INPUT =
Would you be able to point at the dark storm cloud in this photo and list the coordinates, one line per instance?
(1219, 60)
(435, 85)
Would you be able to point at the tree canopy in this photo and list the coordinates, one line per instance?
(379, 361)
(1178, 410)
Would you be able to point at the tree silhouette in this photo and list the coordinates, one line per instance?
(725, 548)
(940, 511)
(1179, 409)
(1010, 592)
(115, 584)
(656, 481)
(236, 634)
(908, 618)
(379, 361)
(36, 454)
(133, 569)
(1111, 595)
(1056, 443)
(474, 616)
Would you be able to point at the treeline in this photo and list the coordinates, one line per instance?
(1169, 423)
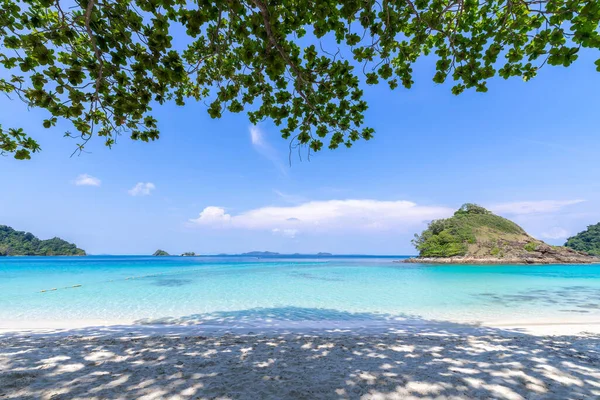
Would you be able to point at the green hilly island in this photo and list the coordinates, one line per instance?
(19, 243)
(588, 240)
(476, 235)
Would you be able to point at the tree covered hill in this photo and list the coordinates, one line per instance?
(588, 240)
(19, 243)
(476, 235)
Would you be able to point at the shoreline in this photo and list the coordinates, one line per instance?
(438, 361)
(491, 261)
(572, 325)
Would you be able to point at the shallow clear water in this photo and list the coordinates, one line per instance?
(231, 290)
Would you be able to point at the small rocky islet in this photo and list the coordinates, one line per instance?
(474, 235)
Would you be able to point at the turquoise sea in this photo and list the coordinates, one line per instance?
(246, 291)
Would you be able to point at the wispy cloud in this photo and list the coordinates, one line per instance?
(326, 216)
(142, 189)
(87, 180)
(264, 148)
(289, 233)
(290, 198)
(556, 233)
(533, 207)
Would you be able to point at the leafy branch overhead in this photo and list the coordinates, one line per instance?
(103, 65)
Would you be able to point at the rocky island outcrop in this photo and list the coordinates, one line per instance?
(19, 243)
(475, 235)
(588, 240)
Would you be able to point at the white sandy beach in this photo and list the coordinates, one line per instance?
(428, 361)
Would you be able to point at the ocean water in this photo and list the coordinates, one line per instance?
(246, 291)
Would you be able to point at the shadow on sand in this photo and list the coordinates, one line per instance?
(414, 359)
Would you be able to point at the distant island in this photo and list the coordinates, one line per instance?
(475, 235)
(588, 240)
(19, 243)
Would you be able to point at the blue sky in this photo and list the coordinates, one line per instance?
(527, 150)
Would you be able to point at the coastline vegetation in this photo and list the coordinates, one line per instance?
(588, 240)
(452, 236)
(19, 243)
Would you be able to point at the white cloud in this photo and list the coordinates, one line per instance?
(326, 216)
(87, 180)
(212, 216)
(532, 207)
(142, 189)
(556, 233)
(264, 148)
(289, 233)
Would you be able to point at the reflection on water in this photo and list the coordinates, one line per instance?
(262, 316)
(171, 282)
(189, 289)
(581, 299)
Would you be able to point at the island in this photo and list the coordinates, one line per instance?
(475, 235)
(588, 240)
(19, 243)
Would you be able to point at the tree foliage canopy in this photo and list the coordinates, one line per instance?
(451, 236)
(588, 240)
(103, 65)
(18, 243)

ASSIGNMENT = The lines to write out run from the one with "Would you be able to point at the white cloud" through the end of the records. Give them exactly, and only them.

OUTPUT OF THE TASK =
Would you be able to point at the white cloud in this photo and list the coordinates, one line per instance?
(326, 216)
(87, 180)
(212, 216)
(532, 207)
(142, 189)
(556, 233)
(264, 148)
(289, 233)
Would you be able to point at the reflection on water in this photo and list the coordinates, one line per instance?
(262, 316)
(171, 282)
(189, 289)
(581, 299)
Would you be able to point at the island in this photo and list the coordinates, one line per instance?
(475, 235)
(588, 240)
(19, 243)
Would you be able to point at the tree foliage canopy in this photo and list the coordinates, one line per instance?
(451, 236)
(588, 240)
(103, 65)
(18, 243)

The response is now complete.